Items stored from a collection
** start **

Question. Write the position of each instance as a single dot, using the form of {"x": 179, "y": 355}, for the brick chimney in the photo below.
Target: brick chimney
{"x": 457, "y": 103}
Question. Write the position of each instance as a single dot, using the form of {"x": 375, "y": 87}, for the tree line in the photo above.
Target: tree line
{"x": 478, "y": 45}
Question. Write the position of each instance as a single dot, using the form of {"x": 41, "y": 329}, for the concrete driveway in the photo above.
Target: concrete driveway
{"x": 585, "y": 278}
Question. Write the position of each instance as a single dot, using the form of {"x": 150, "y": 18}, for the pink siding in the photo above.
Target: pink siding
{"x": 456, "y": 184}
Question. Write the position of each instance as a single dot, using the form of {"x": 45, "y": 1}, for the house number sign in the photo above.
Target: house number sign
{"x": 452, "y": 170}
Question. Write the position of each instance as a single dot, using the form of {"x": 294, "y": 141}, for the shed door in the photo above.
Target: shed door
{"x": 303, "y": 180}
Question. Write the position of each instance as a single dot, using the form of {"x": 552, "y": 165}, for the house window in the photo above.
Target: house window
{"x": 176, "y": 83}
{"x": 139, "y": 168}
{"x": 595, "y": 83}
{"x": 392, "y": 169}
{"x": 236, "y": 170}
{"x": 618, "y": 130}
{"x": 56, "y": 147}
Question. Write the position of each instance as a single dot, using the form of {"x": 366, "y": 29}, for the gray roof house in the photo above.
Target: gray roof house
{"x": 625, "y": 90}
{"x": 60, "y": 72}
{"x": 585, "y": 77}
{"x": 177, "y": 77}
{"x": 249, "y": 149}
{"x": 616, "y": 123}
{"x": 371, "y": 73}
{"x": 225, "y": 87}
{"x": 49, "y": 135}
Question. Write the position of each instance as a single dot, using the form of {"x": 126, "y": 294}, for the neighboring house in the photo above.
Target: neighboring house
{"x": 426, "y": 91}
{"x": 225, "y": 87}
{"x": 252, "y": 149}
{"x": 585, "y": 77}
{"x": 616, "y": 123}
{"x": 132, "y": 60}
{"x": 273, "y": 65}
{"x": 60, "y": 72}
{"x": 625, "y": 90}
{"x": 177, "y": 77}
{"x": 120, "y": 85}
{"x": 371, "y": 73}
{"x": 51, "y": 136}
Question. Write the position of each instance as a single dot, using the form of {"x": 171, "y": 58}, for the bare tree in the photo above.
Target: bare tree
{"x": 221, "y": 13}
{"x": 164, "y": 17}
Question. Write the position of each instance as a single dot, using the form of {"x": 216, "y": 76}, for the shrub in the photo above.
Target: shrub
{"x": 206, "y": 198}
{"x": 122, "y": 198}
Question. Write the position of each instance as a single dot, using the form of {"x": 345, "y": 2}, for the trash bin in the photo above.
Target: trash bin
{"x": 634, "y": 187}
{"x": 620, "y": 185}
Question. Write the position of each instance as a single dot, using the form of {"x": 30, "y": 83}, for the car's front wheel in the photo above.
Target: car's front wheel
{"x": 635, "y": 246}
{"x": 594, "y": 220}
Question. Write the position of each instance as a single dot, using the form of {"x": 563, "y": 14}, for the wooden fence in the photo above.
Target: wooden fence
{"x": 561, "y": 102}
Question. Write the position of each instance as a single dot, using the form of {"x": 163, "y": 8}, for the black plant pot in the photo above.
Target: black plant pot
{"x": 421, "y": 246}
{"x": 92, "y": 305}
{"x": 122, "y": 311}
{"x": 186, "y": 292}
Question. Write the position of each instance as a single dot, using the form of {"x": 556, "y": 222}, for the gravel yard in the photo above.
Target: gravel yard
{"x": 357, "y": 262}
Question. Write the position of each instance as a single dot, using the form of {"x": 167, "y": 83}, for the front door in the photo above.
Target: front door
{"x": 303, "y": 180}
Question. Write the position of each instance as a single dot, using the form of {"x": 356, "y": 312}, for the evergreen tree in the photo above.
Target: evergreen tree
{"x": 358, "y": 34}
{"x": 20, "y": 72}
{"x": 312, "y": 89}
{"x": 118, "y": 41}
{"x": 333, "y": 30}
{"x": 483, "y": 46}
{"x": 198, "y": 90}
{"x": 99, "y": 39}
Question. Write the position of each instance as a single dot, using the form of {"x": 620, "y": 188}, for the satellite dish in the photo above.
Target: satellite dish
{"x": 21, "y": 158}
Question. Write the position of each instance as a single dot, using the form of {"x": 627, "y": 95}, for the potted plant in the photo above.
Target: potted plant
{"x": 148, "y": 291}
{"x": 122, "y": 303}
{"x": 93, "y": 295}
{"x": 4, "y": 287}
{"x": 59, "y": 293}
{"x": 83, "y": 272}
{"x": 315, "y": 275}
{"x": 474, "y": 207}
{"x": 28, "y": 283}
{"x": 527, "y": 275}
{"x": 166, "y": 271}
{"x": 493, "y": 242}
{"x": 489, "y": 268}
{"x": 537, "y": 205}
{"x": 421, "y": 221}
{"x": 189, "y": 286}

** end **

__Problem description__
Copy verbatim the lines of the records above, from the line that contains "dish in the photo above." through the final line of the records, including both ends.

__Answer for this exercise__
Question. Write the position of each instance as a single dot, using the form of {"x": 620, "y": 188}, for the satellite dish in the photo above.
Target: satellite dish
{"x": 21, "y": 158}
Question. Write the position of each instance as a single dot, using the form of {"x": 627, "y": 95}, for the potted plant in the photo above.
Target: potted plant
{"x": 148, "y": 291}
{"x": 122, "y": 303}
{"x": 93, "y": 295}
{"x": 4, "y": 287}
{"x": 59, "y": 293}
{"x": 83, "y": 272}
{"x": 315, "y": 275}
{"x": 474, "y": 207}
{"x": 28, "y": 283}
{"x": 527, "y": 275}
{"x": 166, "y": 271}
{"x": 493, "y": 242}
{"x": 489, "y": 268}
{"x": 537, "y": 205}
{"x": 421, "y": 221}
{"x": 189, "y": 286}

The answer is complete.